HOW TO COMPLETE THIS TASK: Leave out any pictures and transcribe all other data below exactly.

——

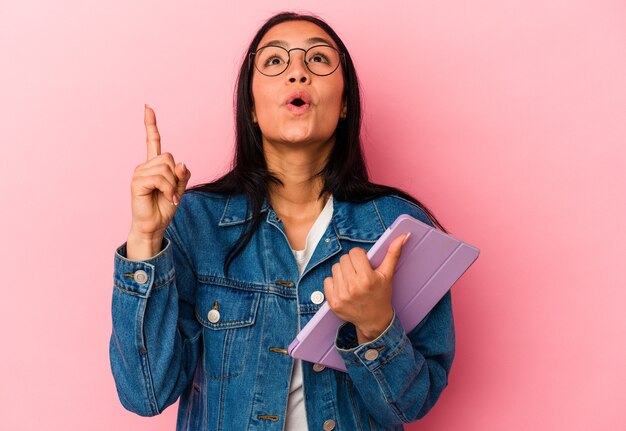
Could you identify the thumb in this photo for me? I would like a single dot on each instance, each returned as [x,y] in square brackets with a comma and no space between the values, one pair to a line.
[183,174]
[388,266]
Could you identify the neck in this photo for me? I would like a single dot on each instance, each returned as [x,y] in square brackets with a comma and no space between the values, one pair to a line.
[298,196]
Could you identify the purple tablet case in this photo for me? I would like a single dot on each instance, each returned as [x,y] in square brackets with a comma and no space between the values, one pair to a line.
[430,263]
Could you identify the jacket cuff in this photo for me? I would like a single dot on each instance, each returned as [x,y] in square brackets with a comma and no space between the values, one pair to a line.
[139,277]
[374,353]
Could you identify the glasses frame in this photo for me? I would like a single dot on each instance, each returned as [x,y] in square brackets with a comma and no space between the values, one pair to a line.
[342,58]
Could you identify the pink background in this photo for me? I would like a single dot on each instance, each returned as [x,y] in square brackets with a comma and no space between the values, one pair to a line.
[506,117]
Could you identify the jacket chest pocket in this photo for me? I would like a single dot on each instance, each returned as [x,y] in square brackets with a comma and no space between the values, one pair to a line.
[228,315]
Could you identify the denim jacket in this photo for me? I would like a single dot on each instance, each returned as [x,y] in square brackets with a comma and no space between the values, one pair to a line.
[182,328]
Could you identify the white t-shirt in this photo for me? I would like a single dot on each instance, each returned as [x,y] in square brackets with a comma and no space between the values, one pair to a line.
[296,413]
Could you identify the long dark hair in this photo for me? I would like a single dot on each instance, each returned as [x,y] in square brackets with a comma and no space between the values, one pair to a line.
[344,176]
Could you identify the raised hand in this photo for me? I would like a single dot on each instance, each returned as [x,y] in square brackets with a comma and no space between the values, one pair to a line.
[156,188]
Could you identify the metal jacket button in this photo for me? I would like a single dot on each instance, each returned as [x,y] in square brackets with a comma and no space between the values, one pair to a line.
[317,297]
[213,316]
[318,367]
[140,276]
[329,425]
[371,354]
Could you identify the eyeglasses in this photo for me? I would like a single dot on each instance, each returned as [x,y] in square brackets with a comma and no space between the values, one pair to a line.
[320,60]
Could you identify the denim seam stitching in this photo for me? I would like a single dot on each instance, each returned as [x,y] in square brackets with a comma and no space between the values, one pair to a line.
[380,219]
[386,392]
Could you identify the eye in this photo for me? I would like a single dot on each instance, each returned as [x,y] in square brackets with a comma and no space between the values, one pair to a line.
[273,61]
[318,58]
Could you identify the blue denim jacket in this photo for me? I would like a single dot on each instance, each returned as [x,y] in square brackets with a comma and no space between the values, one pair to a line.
[232,372]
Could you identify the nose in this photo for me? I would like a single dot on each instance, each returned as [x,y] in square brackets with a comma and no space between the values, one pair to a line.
[297,70]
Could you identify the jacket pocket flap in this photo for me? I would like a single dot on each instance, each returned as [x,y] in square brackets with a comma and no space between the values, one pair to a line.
[222,307]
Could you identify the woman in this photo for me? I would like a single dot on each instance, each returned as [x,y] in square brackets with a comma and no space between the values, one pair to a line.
[212,285]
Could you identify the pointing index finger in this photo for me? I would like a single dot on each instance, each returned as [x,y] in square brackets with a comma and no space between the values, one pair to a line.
[153,139]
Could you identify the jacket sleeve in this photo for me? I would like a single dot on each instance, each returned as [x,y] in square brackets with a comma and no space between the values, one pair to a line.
[155,342]
[400,376]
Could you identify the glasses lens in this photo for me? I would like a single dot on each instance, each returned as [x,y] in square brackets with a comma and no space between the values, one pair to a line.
[322,59]
[271,60]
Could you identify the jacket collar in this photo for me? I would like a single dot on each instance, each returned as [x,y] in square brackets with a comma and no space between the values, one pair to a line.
[353,221]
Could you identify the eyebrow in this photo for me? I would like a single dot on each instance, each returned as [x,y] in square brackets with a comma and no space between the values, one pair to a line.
[310,41]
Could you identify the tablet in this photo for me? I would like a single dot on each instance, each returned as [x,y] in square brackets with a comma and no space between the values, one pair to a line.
[430,263]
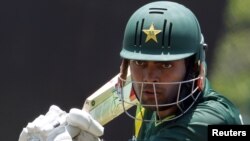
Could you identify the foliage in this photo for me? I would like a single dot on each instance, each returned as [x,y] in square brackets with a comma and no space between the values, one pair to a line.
[230,74]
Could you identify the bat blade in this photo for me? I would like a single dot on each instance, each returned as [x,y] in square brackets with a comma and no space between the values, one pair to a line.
[105,104]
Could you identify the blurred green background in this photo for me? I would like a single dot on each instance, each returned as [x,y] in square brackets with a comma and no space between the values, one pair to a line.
[231,65]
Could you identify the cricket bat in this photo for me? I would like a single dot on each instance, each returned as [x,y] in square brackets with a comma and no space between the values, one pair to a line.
[105,104]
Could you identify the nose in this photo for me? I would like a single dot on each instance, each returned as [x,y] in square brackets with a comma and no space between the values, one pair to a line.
[151,73]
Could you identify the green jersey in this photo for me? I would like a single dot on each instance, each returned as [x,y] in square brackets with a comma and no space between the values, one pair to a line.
[211,108]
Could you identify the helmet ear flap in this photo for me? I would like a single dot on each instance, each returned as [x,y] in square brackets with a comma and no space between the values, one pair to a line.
[202,67]
[123,71]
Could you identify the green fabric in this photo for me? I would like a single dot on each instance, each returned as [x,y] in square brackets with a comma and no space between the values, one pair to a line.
[212,108]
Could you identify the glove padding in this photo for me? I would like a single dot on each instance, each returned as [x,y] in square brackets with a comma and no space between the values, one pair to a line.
[57,125]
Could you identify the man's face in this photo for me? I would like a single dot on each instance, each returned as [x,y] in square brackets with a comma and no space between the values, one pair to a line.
[152,74]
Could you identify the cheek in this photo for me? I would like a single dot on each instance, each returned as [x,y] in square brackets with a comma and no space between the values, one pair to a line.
[175,75]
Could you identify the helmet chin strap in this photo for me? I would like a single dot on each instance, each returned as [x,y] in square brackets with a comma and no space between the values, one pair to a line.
[123,71]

——

OUTPUT OF THE EXERCISE:
Could you identify the thumb in this photo for me? I would like a single dot on each instance, each returned as [x,y] in square brackets with a comma and no space between the values, one pair to a line.
[183,174]
[388,266]
Could you identify the neck in this photo for me? I would like a single dot on each instance, each returned as [x,y] in square brackets with a comma and no space between the values, one pair to a line.
[298,196]
Could you identify the purple tablet case in this photo for me? I would like a single dot on each instance, each returned as [x,y] in square brackets with a comma and no space between the values, one pair to a line.
[430,263]
Could you identify the jacket cuff in this photo for me? I would like a single dot on each instance, each returned as [x,y] in square brackets with a comma and no space between the values, one pair to a line.
[139,277]
[374,353]
Could you identify the glasses frame in this photo for me? I would like a single dot on each instance, each returned as [x,y] in square brackets with a comma and no space between the values, one pair to a line.
[342,58]
Could you identify the pink background in this photo for me? I would like a single dot on each instance, each returned as [x,y] in square brackets with a comma and no space between the values, one pair to a line.
[506,117]
Could you identify the jacket chest pocket in this photo for me? I would like a single dot on each instance, each returned as [x,y] in square brackets with a comma and no space between the values, one pair to a line.
[228,315]
Could you identify the denim jacket in this photo for me? I would like a single dot on each instance, each returned as [x,y] in square brackets with a comma and no space between the values, one pair to a line.
[182,328]
Could you identify the white t-shirt in this photo for me? I would like a single dot on each instance, each returned as [x,y] in square brackets with a comma and no space between the values, one pair to a line.
[296,413]
Could you identify the long dark hair in this photo for me? I would like a single dot on each instance, each returned as [x,y] in square brackets with a comma and no space between the values, one pair to a line.
[344,176]
Could you identify the raised hand in this photo for me? I would like a single dot on each instance, each returned as [x,y] in square brackets with a comma and no space between the values, one pair to a line.
[156,188]
Could you identify the metal jacket button in this photo for me? I would like a single dot on each instance, each returned as [x,y] in square brackets with a comma and no space between the values, one pair to a line.
[317,297]
[213,316]
[318,367]
[140,276]
[329,425]
[371,354]
Could you identify the eyeglasses in this photo for me? I would like a single dot on each instance, each returned as [x,y] in square brackets with a comma and no space between the values, one pair to a line.
[320,60]
Could you identify the denim seam stitching in this photo for me? I would like a single dot on each instance, each returned as [x,y] in square brackets with a comma and no space between the values, one pair to a line.
[380,219]
[386,392]
Could you identify the eye in this photo for me? I would like a single dot on each instance, each returned as [x,y] in square brackets with a comma and no space between the values, one pair to a line.
[273,61]
[318,58]
Could you identify the blue denim jacket in this photo for me? I would like a single dot on each instance, each returned as [x,y] in square brackets with a comma and no space between the values, one pair to a line.
[232,372]
Could you identify the nose in this photo for me? I would like a single dot on each instance, each returned as [x,y] in square brackets with a comma and no space between the values, one pair to a line.
[297,70]
Could you identify the jacket pocket flap in this photo for me? I would like a single dot on each instance, each returned as [x,y] in square brackets with a comma and no space between the values, one pair to a line.
[222,307]
Could you identify the woman in this photo for me? I would like a single dot on each instance, each returned as [x,y] in square brackets with a comma and no space between the values, one pair to a line.
[212,285]
Could you identify the pointing index finger in this photo for me? I would like a single dot on each instance, each returned as [x,y] in square brackets with a comma and no space between the values, one pair to a line.
[153,139]
Could you identify the jacket sleeve in this photo for me? I would like a single dot on each instance, each returned as [x,y] in square brackets with a comma and no space between the values, one pair to a line.
[155,342]
[400,376]
Could you identify the glasses lens in this photo for me? I would like a single dot on each instance, each returned as [x,y] in square brackets with a comma and no space between the values, one pair to a line.
[322,59]
[271,60]
Could you identify the jacket collar in this photo for me? I would like a single dot on each instance, each returned as [x,y] in square brackets with a comma and no space between the values, one pair to a line.
[353,221]
Could you identify the eyebrow in this photo for me? I would like a single dot on each instance, each returned as [x,y] in square brackets with a comma and no space between the values, one pair to a line.
[310,41]
Could you identify the tablet in this photo for me? I would like a single dot on each instance, each returned as [x,y] in square brackets with a comma and no space between the values, one pair to a line.
[430,263]
Could you identify the foliage in this photo for me? I would like a single dot on each instance, each returned as [x,y] in square brackets with a comma and no space between the values, one pair to a line.
[230,74]
Could you identify the bat blade in this photo for me? I would like a single dot on each instance, each returned as [x,y] in square brackets with a comma and no space between the values, one pair to a line.
[105,104]
Could you identify the blurred green background in this photo for me? I would like a single dot on each instance, each returned as [x,y] in square brackets with a comma and no space between the values, one pair to a line.
[231,65]
Could you identify the cricket bat in this photo for me? I would like a single dot on each instance, each returned as [x,y] in square brackets with a comma and no space between the values, one pair to a line.
[105,104]
Could you identify the nose in this photo for me? I would like a single dot on each instance, each returned as [x,y] in square brackets with a comma and no space between the values, one pair to a line.
[151,73]
Could you identify the green jersey in this photo for me? I would like a single dot on each instance, each returned as [x,y] in square brackets with a comma and no space between the values, one pair to a line.
[211,108]
Could you identify the helmet ear flap in this photo for me? I would like a single dot on each instance, each returned as [x,y] in square brackets with a comma and no space between the values, one pair to a line.
[202,67]
[123,71]
Could you identify the green fabric in this photo for me? I would like a single dot on each instance, each returned as [x,y] in square brackets with a comma and no space between the values, one pair to a line.
[212,108]
Could you identify the glove padding in this photo for me? I would like a single dot on each instance, each returned as [x,y] in square brackets with a comma and no space between the values, one pair to a line.
[57,125]
Could you identify the man's face in this photo for me? I would like a single dot on each instance, each returned as [x,y] in square brackets with a comma and no space between the values, one pair to a line.
[152,74]
Could you identify the cheek in this photo for me? I would like a single dot on each instance, each returned as [x,y] in square brackets with a comma and no space between the values, one pair to a line.
[175,75]
Could you identify the helmet chin strap in this photo for me? I would like a single dot on each instance, each returned as [x,y] in square brackets with a comma and no space between the values, one pair to a line.
[123,71]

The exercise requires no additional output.